━━ Text block

Ballots shape more than just the activity. 


Debate is the only activity where you really can sometimes just “work harder” in order to win more, and there’s (at least perceived) almost a direct translation between the two. But is that promise of success really worth what we sacrifice? 


It seems the halls of the debate community always echo with the sentiment that that success is everything and that one's value as a debater isn’t really anything if you don’t have TOC Bids, qualifications to the various tournaments like TOC, Nats, TFA, or high elo on a random ranking site. While debate may be “fun”, “educational”, or any other benefit that people debating put onto it, ultimately at the end of every debate there’s a winner and a loser. 


The “ballot constraint” makes it so that the competitive nature of the activity kinda overpowers almost every other factor because people don’t like losing, so eventually people develop to searching for the best method to win, eventually carving out their own “niche.” Think of a K debater, LARPers, or theory debaters. Most often the reason people fall into these groups is because they think they can do their best at that style of debate, and thus accrue the most ballots. 


The large issue with the entire system is that people really like winning, and no matter what kind of debater you are, the more work you do, the more likely you are to win. No one comes out of the womb being able to give a really persuasive final focus, or a 2NR that just completely leaves the 2AR with no path to victory. These skills are developed after a combination of both experience and work, but they intertwine. 


Is it really all worth it though? The work often manifests in hours of drills, sacrificing the precious downtime at tournaments to think over RFDs from previous rounds and examine flows, or for some people it even manifests in cutting hundreds of cards with the idea that it increases the possibility of having the right piece of evidence at the right time to respond to the right case. For some debaters who really want to win, it will be a combination of all these things and more.


But success isn’t all we claim it to be, especially when it bleeds into other aspects of our life. Debaters I know eventually start cutting cards in class, push off/procrastinate on homework, and quit basically every other extracurricular activity they have in favor of debate, because winning really is addicting for some people, especially with the debate community’s almost reinforcing of it with the aforementioned “skill metrics” and outside validation.


This culture of success affects those who don’t participate as well, often leading to burnout when they constantly feel like they just aren’t good enough because they don’t have the accolades of their peers, even when they do actually put in the same amount of effort as them. It’s almost a double bind of “Do I work really hard and feel like shit” or “Do I try to cut myself some slack and feel like shit because I’m not growing at the pace of those around me.? 


A lot of debaters need to reconsider how much success really means to them. Debate, for a lot of us, leaves our lives after the 4 years of high school, even for the most committed it’s done after the 4 years of college unless you’re one of the rare few who goes so far as to coach others beyond your college career. After you graduate, you really won’t remember what happened in doubles of that random bid tournament, but you will remember your mental state throughout your years of high school, and that’s far more important.

━━━━
━━ Information shown

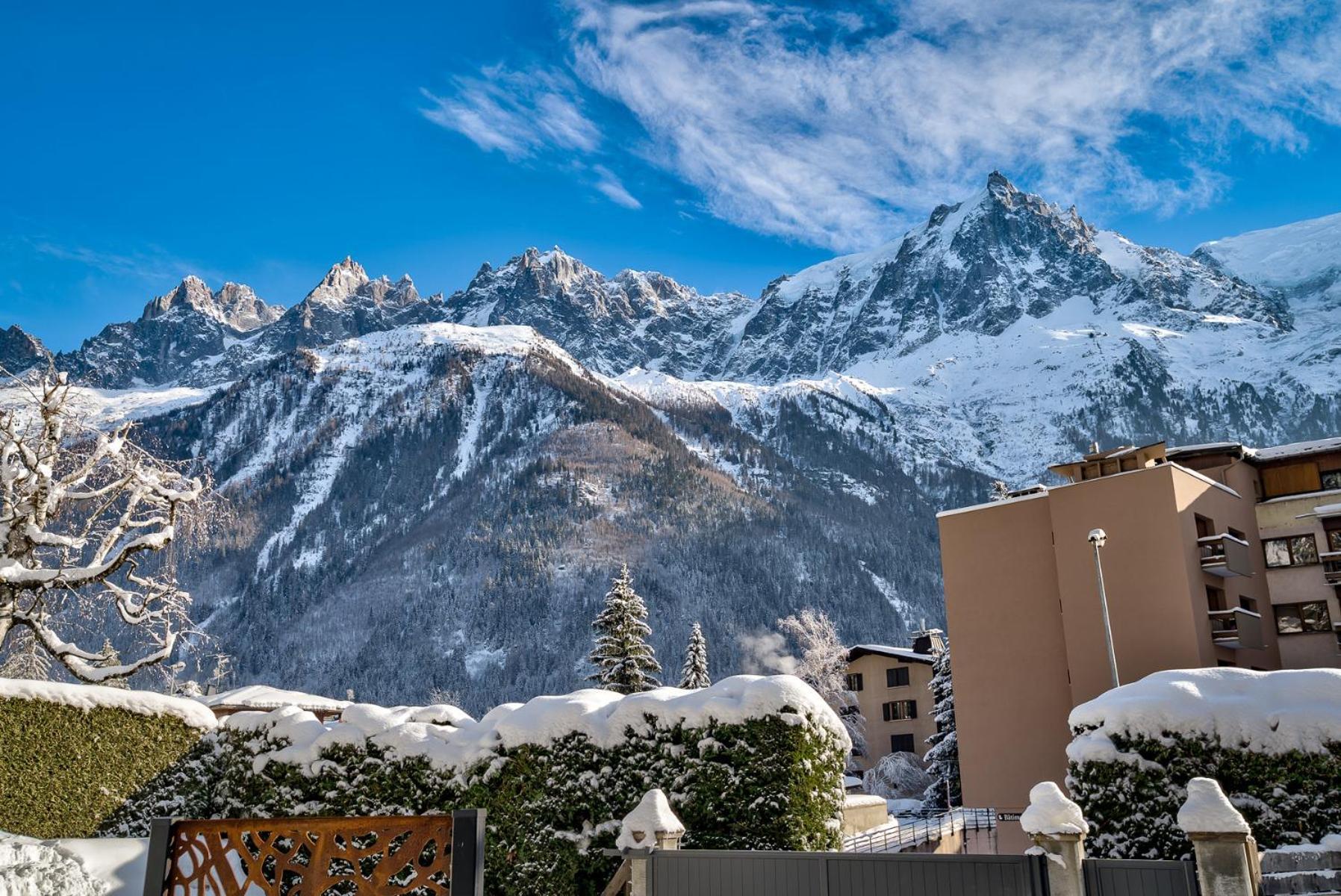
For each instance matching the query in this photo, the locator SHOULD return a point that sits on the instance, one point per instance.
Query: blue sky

━━━━
━━ Information shown

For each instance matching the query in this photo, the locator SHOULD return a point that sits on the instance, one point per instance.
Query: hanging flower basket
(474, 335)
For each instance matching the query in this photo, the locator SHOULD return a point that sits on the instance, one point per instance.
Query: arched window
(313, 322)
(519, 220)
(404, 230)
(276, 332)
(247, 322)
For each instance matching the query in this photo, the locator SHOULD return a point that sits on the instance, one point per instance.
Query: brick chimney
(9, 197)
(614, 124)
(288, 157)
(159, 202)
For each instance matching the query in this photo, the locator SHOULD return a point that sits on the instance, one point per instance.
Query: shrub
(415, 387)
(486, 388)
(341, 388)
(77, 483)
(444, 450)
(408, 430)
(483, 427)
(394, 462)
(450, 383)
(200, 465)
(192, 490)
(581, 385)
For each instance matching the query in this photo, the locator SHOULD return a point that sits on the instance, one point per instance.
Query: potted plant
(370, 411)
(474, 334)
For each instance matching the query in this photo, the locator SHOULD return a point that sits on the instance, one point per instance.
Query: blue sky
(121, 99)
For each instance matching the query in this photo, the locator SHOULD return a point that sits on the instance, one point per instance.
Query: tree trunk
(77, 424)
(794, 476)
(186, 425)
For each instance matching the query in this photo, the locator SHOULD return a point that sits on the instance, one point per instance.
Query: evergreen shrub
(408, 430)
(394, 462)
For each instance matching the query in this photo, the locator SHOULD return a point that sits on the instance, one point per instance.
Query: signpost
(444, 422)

━━━━
━━ Information shown

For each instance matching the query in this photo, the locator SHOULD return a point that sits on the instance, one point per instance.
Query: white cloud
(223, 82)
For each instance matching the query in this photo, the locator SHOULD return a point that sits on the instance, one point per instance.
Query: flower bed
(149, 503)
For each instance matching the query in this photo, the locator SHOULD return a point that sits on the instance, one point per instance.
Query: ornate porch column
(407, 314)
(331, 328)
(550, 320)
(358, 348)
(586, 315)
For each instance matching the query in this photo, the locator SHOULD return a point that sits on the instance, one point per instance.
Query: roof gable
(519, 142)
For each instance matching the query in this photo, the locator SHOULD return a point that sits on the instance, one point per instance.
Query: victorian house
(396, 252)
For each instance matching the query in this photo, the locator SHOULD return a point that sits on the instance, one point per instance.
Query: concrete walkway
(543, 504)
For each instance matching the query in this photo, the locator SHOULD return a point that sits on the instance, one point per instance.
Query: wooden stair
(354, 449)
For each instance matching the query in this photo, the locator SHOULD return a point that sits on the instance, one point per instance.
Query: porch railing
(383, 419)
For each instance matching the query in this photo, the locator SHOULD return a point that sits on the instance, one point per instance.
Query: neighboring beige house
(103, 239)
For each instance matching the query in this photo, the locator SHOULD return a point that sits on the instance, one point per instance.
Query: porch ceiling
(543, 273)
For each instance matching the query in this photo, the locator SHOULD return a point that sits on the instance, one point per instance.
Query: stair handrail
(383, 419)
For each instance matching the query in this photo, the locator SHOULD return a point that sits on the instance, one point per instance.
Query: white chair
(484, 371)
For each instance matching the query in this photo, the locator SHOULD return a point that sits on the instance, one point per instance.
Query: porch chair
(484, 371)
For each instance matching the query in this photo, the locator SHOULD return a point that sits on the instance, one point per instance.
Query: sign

━━━━

Actions to take =>
**A.** Return the part of the essay on debate starting at "It seems the" and ending at "and a loser.".
**B.** According to the essay on debate, what will a debater remember after graduating?
**C.** Which styles of debater does the essay on debate name as examples of a "niche"?
The entries have no connection to the essay on debate.

Results for the exercise =>
**A.**
It seems the halls of the debate community always echo with the sentiment that that success is everything and that one's value as a debater isn’t really anything if you don’t have TOC Bids, qualifications to the various tournaments like TOC, Nats, TFA, or high elo on a random ranking site. While debate may be “fun”, “educational”, or any other benefit that people debating put onto it, ultimately at the end of every debate there’s a winner and a loser.

**B.** Their mental state throughout their years of high school.

**C.** K debaters, LARPers, and theory debaters.